Member of the Maharashtra Legislative Assembly for Nagpur North
- In office 2014–2019
- Preceded by: Nitin Raut
- Succeeded by: Nitin Raut

Personal details
- Born: 3 December 1970 (age 55) Nagpur, Maharashtra, India
- Party: Bharatiya Janata Party
- Spouse: Sarita Mane
- Children: 3 Tejal Mane, Aastha Mane, Maitreya Mane
- Occupation: Politician
- Website: www.mahabjp.org

= Milind Mane =

Indian politician

Milind Mane (born 3 December 1970) was a member of the 13th Maharashtra Legislative Assembly. He represented the Nagpur North Assembly Constituency. He belongs to the Bharatiya Janata Party (BJP). Mane has been a corporator in the Nagpur Municipal Corporation, in 2012, as sitting corporator, he unsuccessfully contested the municipal corporation elections representing the RPI Aghadi. Mane is a medical doctor.

==Early life==
Mane was born in Paras village of Akola district. His father was a gateman with the Indian Railways, who was an alcoholic, the family sank in poverty. His mother therefore had to supplement the family income by working as a labourer. Poverty forced Mane as a child and youth to do various types of farm jobs, hawking and menial work, and at one time he was forced to beg for a living for several days. He studied dentistry for six months, however he shifted to studying medicine on obtaining admission to Indira Gandhi Government Medical college, from where he secured his MBBS degree. He subsequently secured his MD degree.

==Political career==

===Positions held===

====Within BJP====

- MLA in 2014 by defeating Cabinet Minister Nitin Raut

====Legislative====

- BJP MLA in 2014 Maharashtra Legislative Assembly
Mane is a vocal supporter of LGBTQ rights in the region. He is known to have spoken in various LGBTQ events about the importance of sex education in school and discrimination against the LGBTQ community. During his tenure as North Nagpur MLA, he flagged off the first Orange City LGBTQ Pride March in Nagpur in 2016.

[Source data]
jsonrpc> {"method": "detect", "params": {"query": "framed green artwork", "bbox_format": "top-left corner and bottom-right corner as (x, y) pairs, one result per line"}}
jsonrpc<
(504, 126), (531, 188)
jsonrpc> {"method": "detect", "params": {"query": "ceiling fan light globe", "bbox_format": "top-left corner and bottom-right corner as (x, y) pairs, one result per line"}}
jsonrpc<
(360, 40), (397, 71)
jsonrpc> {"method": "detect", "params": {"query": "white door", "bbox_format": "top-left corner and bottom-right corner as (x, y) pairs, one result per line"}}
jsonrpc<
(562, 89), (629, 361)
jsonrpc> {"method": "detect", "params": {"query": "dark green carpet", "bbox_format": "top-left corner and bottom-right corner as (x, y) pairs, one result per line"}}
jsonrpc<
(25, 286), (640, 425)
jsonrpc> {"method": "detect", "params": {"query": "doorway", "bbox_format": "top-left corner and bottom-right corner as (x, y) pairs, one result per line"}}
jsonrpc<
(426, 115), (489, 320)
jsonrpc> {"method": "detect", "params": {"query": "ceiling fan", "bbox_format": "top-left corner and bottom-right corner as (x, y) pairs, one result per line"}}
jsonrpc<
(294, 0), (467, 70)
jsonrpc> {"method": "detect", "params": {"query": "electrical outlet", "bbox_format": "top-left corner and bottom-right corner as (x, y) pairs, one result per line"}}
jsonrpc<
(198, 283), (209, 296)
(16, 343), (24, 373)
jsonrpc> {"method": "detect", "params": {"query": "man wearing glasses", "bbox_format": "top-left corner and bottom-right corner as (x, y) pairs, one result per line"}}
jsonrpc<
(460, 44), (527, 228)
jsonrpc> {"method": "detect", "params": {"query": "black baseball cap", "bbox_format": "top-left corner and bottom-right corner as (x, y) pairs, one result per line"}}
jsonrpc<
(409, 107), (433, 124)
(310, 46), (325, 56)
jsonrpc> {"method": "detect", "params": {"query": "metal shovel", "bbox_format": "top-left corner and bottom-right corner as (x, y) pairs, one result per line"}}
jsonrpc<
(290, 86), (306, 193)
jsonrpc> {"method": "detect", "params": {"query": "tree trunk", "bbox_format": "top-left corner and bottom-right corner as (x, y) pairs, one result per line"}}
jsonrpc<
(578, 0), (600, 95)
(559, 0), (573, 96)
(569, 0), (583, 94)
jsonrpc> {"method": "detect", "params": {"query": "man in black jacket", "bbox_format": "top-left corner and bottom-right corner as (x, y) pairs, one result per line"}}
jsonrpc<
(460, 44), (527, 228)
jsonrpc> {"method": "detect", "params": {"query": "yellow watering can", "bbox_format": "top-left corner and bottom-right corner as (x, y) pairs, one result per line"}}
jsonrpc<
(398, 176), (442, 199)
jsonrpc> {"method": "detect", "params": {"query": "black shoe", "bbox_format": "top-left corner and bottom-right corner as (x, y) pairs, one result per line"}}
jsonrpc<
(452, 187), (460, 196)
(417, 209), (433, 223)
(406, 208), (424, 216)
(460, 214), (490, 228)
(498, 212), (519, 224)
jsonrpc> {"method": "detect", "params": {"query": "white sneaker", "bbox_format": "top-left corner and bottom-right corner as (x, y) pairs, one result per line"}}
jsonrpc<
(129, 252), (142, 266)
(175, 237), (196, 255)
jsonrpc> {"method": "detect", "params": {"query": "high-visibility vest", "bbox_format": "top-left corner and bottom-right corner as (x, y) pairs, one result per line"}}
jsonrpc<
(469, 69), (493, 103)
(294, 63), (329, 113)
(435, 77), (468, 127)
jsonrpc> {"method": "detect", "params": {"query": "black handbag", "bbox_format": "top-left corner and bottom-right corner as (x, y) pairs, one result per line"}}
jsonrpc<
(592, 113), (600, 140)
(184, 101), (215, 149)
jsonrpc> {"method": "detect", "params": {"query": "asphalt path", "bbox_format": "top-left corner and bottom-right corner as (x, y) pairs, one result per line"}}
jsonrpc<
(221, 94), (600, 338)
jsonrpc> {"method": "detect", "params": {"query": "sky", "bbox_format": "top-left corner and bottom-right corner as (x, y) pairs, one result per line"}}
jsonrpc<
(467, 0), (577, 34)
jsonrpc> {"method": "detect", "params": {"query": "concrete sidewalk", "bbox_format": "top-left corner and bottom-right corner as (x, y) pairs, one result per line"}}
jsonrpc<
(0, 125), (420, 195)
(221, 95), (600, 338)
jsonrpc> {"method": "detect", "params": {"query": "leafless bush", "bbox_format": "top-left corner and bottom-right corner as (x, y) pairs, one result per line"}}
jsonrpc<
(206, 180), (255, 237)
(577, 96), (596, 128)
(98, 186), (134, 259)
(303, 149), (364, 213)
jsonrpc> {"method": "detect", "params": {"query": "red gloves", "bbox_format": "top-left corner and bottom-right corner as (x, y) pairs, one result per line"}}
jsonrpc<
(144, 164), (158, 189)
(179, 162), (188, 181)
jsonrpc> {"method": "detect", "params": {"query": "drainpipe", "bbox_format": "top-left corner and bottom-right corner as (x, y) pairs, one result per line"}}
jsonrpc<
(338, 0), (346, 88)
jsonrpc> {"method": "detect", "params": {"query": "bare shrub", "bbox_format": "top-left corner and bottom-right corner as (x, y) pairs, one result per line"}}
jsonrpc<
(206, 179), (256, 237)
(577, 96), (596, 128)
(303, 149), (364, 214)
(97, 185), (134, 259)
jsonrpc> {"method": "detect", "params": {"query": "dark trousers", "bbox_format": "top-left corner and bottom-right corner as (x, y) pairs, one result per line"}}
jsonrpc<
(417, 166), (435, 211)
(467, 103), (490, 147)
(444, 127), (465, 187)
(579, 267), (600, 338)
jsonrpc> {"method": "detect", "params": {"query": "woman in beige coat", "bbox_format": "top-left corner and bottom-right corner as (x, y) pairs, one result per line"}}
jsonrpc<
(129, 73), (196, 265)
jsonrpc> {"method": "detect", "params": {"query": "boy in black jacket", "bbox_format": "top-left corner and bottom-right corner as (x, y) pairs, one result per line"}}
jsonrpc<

■ **Problem set**:
**1.** From the biography of Milind Mane, print the passage starting at "- MLA in 2014" and ending at "Nagpur in 2016.".
**2.** Render this sentence from the biography of Milind Mane into French: "During his tenure as North Nagpur MLA, he flagged off the first Orange City LGBTQ Pride March in Nagpur in 2016."

■ **Solved tasks**:
**1.**
- MLA in 2014 by defeating Cabinet Minister Nitin Raut

====Legislative====

- BJP MLA in 2014 Maharashtra Legislative Assembly
Mane is a vocal supporter of LGBTQ rights in the region. He is known to have spoken in various LGBTQ events about the importance of sex education in school and discrimination against the LGBTQ community. During his tenure as North Nagpur MLA, he flagged off the first Orange City LGBTQ Pride March in Nagpur in 2016.

**2.** Pendant son mandat de député de Nagpur Nord, il a donné le coup d'envoi de la première marche des fiertés LGBTQ d'Orange City à Nagpur en 2016.